## Task requirements:
Each entry in the listing must be set down again word for word.

*** Block opens ***

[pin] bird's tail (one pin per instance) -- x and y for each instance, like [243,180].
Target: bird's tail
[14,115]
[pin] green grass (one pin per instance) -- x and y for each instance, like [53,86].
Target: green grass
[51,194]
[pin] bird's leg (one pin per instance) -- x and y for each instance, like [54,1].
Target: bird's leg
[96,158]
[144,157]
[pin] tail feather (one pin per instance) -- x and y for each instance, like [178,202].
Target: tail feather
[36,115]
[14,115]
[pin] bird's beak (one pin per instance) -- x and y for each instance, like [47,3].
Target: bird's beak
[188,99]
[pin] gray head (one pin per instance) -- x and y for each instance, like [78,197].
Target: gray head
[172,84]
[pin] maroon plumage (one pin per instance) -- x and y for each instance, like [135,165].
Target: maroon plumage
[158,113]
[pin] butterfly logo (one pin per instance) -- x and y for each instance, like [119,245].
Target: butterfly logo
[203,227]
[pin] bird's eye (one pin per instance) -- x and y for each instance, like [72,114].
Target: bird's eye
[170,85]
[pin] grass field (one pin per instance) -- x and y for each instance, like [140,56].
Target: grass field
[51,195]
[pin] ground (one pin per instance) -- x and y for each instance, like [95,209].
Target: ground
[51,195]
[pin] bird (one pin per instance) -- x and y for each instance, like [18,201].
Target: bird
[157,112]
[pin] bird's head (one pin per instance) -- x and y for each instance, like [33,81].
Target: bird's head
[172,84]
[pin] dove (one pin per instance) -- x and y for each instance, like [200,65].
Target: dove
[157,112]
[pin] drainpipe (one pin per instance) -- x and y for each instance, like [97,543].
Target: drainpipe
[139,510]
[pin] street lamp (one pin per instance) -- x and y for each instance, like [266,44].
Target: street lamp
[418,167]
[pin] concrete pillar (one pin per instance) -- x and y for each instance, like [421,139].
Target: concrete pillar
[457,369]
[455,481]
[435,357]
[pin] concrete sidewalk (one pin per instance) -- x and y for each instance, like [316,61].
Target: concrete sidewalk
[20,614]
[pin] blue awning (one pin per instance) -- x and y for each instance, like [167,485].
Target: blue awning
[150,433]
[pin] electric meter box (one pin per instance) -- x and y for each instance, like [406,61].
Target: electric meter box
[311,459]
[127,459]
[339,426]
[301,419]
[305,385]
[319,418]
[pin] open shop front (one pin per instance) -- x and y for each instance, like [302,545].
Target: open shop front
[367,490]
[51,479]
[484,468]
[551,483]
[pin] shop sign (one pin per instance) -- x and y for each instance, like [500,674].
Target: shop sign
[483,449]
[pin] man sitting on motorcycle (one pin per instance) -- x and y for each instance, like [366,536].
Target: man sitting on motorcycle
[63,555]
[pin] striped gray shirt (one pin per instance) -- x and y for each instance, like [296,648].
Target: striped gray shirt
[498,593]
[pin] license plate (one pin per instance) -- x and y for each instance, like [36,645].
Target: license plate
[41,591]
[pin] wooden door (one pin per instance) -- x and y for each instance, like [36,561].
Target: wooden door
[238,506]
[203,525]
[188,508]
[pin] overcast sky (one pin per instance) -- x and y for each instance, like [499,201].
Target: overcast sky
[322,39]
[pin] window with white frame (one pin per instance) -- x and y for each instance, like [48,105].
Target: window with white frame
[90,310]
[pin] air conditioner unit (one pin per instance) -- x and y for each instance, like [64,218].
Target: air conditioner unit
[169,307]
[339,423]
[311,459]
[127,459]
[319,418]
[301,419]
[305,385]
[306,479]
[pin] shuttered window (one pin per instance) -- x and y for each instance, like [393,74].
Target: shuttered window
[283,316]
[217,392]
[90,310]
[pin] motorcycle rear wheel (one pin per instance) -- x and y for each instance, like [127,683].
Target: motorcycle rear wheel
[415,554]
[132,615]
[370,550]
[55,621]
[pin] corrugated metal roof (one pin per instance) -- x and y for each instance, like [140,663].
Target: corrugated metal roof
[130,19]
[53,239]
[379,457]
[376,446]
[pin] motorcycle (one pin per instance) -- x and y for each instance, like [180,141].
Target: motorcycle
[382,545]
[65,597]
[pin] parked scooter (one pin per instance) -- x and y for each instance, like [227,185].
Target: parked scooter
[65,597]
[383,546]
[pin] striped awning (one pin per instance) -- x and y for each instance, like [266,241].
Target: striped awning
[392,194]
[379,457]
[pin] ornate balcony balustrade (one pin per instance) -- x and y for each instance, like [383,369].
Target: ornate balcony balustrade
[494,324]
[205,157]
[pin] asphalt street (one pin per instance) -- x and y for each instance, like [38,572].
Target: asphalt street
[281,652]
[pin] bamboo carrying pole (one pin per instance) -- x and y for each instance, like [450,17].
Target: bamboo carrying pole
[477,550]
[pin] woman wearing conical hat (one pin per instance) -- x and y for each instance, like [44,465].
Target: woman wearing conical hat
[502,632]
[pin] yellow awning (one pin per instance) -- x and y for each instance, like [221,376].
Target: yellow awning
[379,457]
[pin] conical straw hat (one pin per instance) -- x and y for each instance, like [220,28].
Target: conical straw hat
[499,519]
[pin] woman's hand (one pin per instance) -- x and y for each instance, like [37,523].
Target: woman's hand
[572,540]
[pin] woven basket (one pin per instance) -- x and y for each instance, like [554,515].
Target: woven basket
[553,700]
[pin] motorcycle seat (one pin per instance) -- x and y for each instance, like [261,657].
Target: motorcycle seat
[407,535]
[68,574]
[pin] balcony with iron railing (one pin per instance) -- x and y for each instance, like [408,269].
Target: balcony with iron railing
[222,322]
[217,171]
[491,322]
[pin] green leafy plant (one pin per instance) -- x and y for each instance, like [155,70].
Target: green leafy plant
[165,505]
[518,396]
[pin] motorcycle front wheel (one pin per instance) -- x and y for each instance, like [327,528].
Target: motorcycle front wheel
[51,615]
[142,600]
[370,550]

*** Block closes ***

## Reply to the task:
[pin] bird's tail (one pin per instance) -- x and y for each instance, like [243,180].
Target: bird's tail
[14,115]
[pin] green grass (one pin per instance) -- x and y for each instance, like [53,86].
Target: green grass
[51,194]
[pin] bird's leg (one pin per instance) -- x and y for each instance, like [54,1].
Target: bird's leg
[96,158]
[144,157]
[pin] tail feather (one pin per instance) -- x and y for each instance, like [178,202].
Target: tail feather
[36,115]
[14,115]
[pin] bird's beak (one pin per instance) -- x and y for each instance, like [47,3].
Target: bird's beak
[188,99]
[pin] gray head (one pin per instance) -- x and y for each instance, like [78,197].
Target: gray head
[172,84]
[pin] maroon plumage (one pin per instance) -- x and y for each instance, like [135,165].
Target: maroon plumage
[158,113]
[pin] butterfly logo (one pin per instance) -- x and y for each instance, like [119,245].
Target: butterfly logo
[203,227]
[pin] bird's eye (one pin per instance) -- x and y for each instance, like [72,114].
Target: bird's eye
[170,85]
[pin] grass field (one pin per instance) -- x and y for each instance, like [140,56].
Target: grass field
[51,195]
[pin] ground (one pin per instance) -- x and y for each instance, like [95,209].
Target: ground
[51,195]
[pin] bird (one pin per instance) -- x and y for each instance, like [18,201].
Target: bird
[157,112]
[pin] bird's head (one pin per instance) -- x and y for each instance, like [33,81].
Target: bird's head
[172,84]
[pin] dove (one pin per instance) -- x and y for each instance, like [200,65].
Target: dove
[157,112]
[pin] drainpipe (one pin per instance) -- x and y for each instance, like [97,543].
Target: drainpipe
[139,510]
[pin] street lamp (one pin per instance) -- x and y for each instance, like [266,44].
Target: street lamp
[418,167]
[pin] concrete pillar (one pin per instance) -- x and y for each instance, like [421,139].
Target: concrete pillar
[457,369]
[455,481]
[435,357]
[pin] concrete sidewalk (one pin per instance) -- x and y for each instance, like [316,61].
Target: concrete sidewalk
[20,614]
[pin] blue awning (one pin per instance) -- x and y for each instance, like [167,485].
Target: blue awning
[150,433]
[pin] electric meter box (one pin per instance) -- x and y for each instance, like [406,61].
Target: electric meter box
[311,459]
[127,459]
[339,426]
[301,419]
[305,385]
[319,418]
[pin] open shop front (one pin per instance) -- x and y for each instance, like [302,545].
Target: open shop front
[367,490]
[51,479]
[484,468]
[551,483]
[pin] shop sign (one pin per instance) -- x and y for each instance, like [500,674].
Target: shop sign
[483,449]
[pin] man sitting on motorcycle (one pin per instance) -- x and y for each instance, like [366,536].
Target: man sitting on motorcycle
[63,555]
[pin] striped gray shirt (one pin per instance) -- x and y for each instance, like [296,648].
Target: striped gray shirt
[498,593]
[pin] license plate (one pin per instance) -- x and y for each instance, like [36,645].
Target: license plate
[41,591]
[pin] wooden door (one pin per instance) -- x and y for each instance, like [36,561].
Target: wooden door
[238,506]
[203,525]
[188,508]
[pin] overcast sky (one pin per instance) -- x and y for each instance, like [499,201].
Target: overcast sky
[322,39]
[pin] window with white frame (one pin per instance) -- x and y for each instance, like [48,105].
Target: window with white frame
[90,310]
[pin] air conditioner unit (one pin per instance) -- x and y for each instance, like [64,218].
Target: air conditioner unit
[169,307]
[339,423]
[311,459]
[127,459]
[319,418]
[301,419]
[305,385]
[306,479]
[pin] shuttered window (one pin per instance) -- x and y for each instance, like [393,74].
Target: shuttered window
[283,316]
[217,392]
[90,310]
[pin] motorcycle rear wheel (one pin per instance) -- x and y for each instance, like [127,683].
Target: motorcycle rear wheel
[415,554]
[132,615]
[370,550]
[55,621]
[pin] corrugated metal roof (one pin per instance) -- x and y for each instance, like [140,663].
Target: corrugated metal roof
[130,19]
[53,239]
[379,457]
[376,446]
[pin] motorcycle (one pin per instance) -- x and y for each instance, like [180,141].
Target: motorcycle
[382,545]
[65,597]
[pin] parked scooter (one pin per instance) -- x and y for each instance, like [227,185].
Target: parked scooter
[65,597]
[383,546]
[pin] striped awning (one pin per instance) -- x and y for each instance, like [266,241].
Target: striped awning
[392,194]
[379,457]
[pin] ornate balcony balustrade (one pin per instance) -- x and y for each instance, like [383,369].
Target: ornate balcony balustrade
[494,324]
[205,157]
[pin] asphalt street (one pin per instance) -- x and y for each instance, like [38,572].
Target: asphalt street
[281,652]
[pin] bamboo carrying pole (one pin per instance) -- x and y for each instance, like [450,17].
Target: bamboo carrying pole
[477,550]
[pin] woman wearing conical hat (one pin per instance) -- x and y for each instance, like [44,465].
Target: woman wearing conical hat
[502,632]
[pin] yellow awning (one pin per instance) -- x and y for each instance, like [221,376].
Target: yellow awning
[379,457]
[pin] conical straw hat (one pin per instance) -- x and y for each instance, like [220,28].
Target: conical straw hat
[499,519]
[pin] woman's hand (one pin per instance) -- x and y for each instance, like [37,523].
Target: woman's hand
[572,540]
[pin] woven basket (one pin per instance) -- x and y for each instance, like [554,515].
Target: woven basket
[553,700]
[pin] motorcycle seat (one pin per instance) -- x and y for each instance, like [261,657].
Target: motorcycle seat
[407,535]
[68,574]
[pin] balcony with iron railing (one pin per instance) -- x and y for each instance, like [408,269].
Target: balcony with iron railing
[222,322]
[217,171]
[491,322]
[pin] green leafy plant (one pin per instance) -- x and y for each instance, like [155,70].
Target: green leafy plant
[165,505]
[518,396]
[pin] motorcycle front wheel (one pin per instance) -- x and y for each instance, like [327,528].
Target: motorcycle front wheel
[51,615]
[142,600]
[370,550]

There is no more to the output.